| Data to use |
= Beginning of Section =

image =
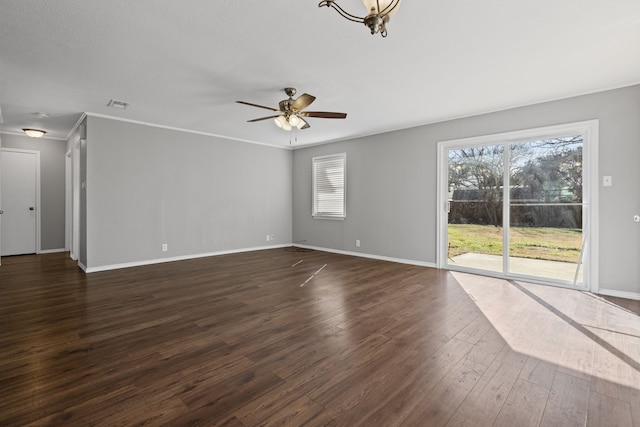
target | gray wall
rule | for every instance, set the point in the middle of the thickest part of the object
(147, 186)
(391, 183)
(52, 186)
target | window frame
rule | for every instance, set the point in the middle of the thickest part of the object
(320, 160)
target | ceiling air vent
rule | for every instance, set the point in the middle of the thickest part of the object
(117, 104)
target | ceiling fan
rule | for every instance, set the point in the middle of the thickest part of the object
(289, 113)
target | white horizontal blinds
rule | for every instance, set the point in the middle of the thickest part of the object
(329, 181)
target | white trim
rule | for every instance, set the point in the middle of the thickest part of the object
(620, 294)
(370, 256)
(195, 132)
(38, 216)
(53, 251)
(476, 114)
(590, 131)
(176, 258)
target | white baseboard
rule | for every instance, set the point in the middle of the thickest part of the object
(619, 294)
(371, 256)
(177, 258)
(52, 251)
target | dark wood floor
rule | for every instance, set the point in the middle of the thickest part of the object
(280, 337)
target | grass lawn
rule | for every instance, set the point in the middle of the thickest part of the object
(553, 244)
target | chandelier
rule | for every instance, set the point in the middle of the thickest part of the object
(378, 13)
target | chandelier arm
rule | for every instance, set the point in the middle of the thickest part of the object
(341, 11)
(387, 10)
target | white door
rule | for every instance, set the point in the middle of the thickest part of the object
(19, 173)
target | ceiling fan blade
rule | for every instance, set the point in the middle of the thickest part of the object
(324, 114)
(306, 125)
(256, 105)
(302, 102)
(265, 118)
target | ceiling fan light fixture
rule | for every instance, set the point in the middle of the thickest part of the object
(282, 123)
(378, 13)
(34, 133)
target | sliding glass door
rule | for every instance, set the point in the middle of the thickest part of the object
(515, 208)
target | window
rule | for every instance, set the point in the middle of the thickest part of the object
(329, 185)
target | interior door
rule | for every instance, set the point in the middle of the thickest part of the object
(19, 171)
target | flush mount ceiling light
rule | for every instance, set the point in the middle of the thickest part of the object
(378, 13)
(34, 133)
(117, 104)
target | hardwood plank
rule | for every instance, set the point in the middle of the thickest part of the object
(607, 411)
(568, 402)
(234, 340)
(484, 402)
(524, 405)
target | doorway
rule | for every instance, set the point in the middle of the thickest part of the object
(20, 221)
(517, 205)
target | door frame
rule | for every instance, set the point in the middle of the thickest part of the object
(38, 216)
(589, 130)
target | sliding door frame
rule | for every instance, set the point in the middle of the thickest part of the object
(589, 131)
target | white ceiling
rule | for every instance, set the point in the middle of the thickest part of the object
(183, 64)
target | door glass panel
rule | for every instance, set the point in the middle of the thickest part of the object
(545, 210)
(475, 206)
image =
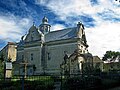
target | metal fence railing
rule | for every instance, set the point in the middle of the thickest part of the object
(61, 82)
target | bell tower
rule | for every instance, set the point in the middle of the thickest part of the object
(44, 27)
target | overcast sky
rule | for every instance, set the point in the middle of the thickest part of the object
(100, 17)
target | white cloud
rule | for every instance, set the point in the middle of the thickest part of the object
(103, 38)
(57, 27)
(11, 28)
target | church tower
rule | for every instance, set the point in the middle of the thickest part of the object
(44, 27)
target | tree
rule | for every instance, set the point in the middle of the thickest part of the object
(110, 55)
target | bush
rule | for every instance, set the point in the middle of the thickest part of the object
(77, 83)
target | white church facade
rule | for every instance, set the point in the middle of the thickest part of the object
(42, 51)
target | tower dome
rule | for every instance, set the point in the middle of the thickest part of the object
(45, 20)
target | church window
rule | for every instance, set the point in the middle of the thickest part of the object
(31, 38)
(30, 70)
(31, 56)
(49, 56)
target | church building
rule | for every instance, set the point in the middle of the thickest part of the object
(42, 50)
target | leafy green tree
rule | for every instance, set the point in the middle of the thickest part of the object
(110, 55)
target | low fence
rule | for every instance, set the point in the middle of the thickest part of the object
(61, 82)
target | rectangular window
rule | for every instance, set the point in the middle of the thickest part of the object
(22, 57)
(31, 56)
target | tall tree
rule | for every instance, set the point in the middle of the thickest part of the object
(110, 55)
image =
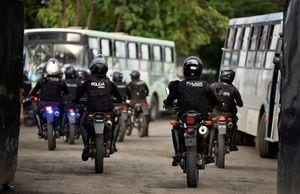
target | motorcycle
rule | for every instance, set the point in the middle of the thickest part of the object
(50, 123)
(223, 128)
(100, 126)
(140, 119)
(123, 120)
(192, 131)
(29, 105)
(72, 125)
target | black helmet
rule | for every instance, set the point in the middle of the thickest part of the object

= End of Section =

Take every entry above and transcribe it exactly, with no pictures in the copy.

| Solution below |
image =
target | gray wall
rule | for every instance, set the point in the middle of the thickest part of the object
(147, 186)
(391, 183)
(52, 186)
target | window frame
rule | for every instance, set the point in the middle of the thickest part of the object
(320, 160)
target | ceiling air vent
rule | for every instance, set the point in the middle of the thickest part of the object
(117, 104)
target | ceiling fan
rule | for every instance, set the point in the middle of the thickest part of the object
(289, 113)
target | white horizontal blinds
rule | for every instance, set the point in the middle of the thickest part of the object
(329, 181)
target | white trim
rule | for every instance, set the point in the middle of the thickest part of the object
(620, 294)
(370, 256)
(195, 132)
(38, 216)
(53, 251)
(476, 114)
(590, 131)
(176, 258)
target | white baseboard
rule | for every instance, set the point in the middle of the thickest part of the object
(619, 294)
(371, 256)
(177, 258)
(52, 251)
target | dark wood floor
rule | for every instance, set the point in the middle of the thickest part of the object
(280, 337)
target | grass lawn
rule | for every instance, set the point in the middle of the thickest part of the object
(553, 244)
target | chandelier
rule | for every instance, set the point in the middle of the thickest part of the object
(378, 13)
target | chandelier arm
rule | for every instance, set the point in the middle of the thickest part of the object
(341, 11)
(387, 10)
target | white door
rule | for every instance, set the point in the middle of the thickest part of the object
(19, 173)
target | ceiling fan blade
rule | for every instance, set the point in the middle of the thickest part of the object
(324, 114)
(306, 125)
(256, 105)
(302, 102)
(265, 118)
target | ceiling fan light fixture
rule | for every instance, set the point in the middle of the thickest part of the object
(282, 123)
(378, 13)
(34, 133)
target | sliding glass door
rule | for every instance, set the point in the middle of the thickest part of the object
(515, 208)
target | window
rule | for every instance, set the point in the middle of the thickest part of the object
(329, 185)
target | interior door
rule | for every instance, set the point in the middle of the thickest part of the object
(19, 171)
target | flush mount ceiling light
rule | for every instance, set the point in the middle of the thickest part of the object
(378, 13)
(34, 133)
(117, 104)
target | hardwood plank
rule | for every instance, set the point in the middle of the thickest part of the object
(607, 411)
(568, 402)
(234, 340)
(484, 402)
(524, 405)
target | doorway
rule | for every instance, set the point in the middle of the thickest part of the object
(20, 221)
(517, 205)
target | door frame
rule | for every instance, set the point in the middle of the thickest part of the object
(38, 216)
(589, 130)
target | sliding door frame
rule | for every instance, set the point in the middle of the thickest part of the object
(589, 131)
target | white ceiling
rule | for every instance, set the point in the middle of the thickest part of the object
(183, 64)
target | door glass panel
rule | for every instance, set the point in the middle of the thickest part of the object
(545, 210)
(475, 206)
image =
target | metal fence railing
rule | for every instance, set the point in the middle of the thickest part of the object
(61, 82)
target | bell tower
rule | for every instance, set the point in the middle of the thickest part of the object
(44, 27)
target | overcast sky
rule | for every instance, set the point in the middle of the thickest part of the object
(100, 17)
target | white cloud
rule | for every instance, set the point in the middle of the thickest part of the object
(103, 38)
(57, 27)
(11, 28)
target | church tower
rule | for every instance, set the point in the middle of the thickest part of the object
(44, 27)
target | tree
rule | for every instance, set the point in the middle of the thickest part of the object
(110, 55)
target | bush
rule | for every instance, set the point in the middle of the thickest part of the object
(77, 83)
target | white church facade
rule | for every instance, set the point in the middle of the thickest part of the object
(42, 51)
target | tower dome
rule | for every instance, set the point in the middle of the thickest part of the object
(45, 20)
target | church window
rule | for every instance, set the point in the middle of the thickest part of the object
(31, 38)
(30, 70)
(31, 56)
(49, 56)
target | church building
rule | for every instance, set the point in the middle of the thickest part of the object
(42, 50)
target | leafy green tree
rule | for every instance, set the point in the middle of the thickest part of the object
(110, 55)
target | low fence
rule | for every instance, set the point in the middle of the thickest part of the object
(61, 82)
target | rectangular window
rule | for every instance, set the point in the middle of the thickest part of the object
(22, 57)
(31, 56)
target | tall tree
rule | for every instance, set the point in the middle of the thickest part of the object
(110, 55)
image =
target | motorcycle
rule | for every instance, set the point in the middle of the thickest part of the object
(50, 123)
(223, 128)
(100, 126)
(140, 119)
(123, 120)
(192, 131)
(29, 105)
(72, 125)
target | black helmet
rule | for every instance, set the point in the middle of the thickest part of the object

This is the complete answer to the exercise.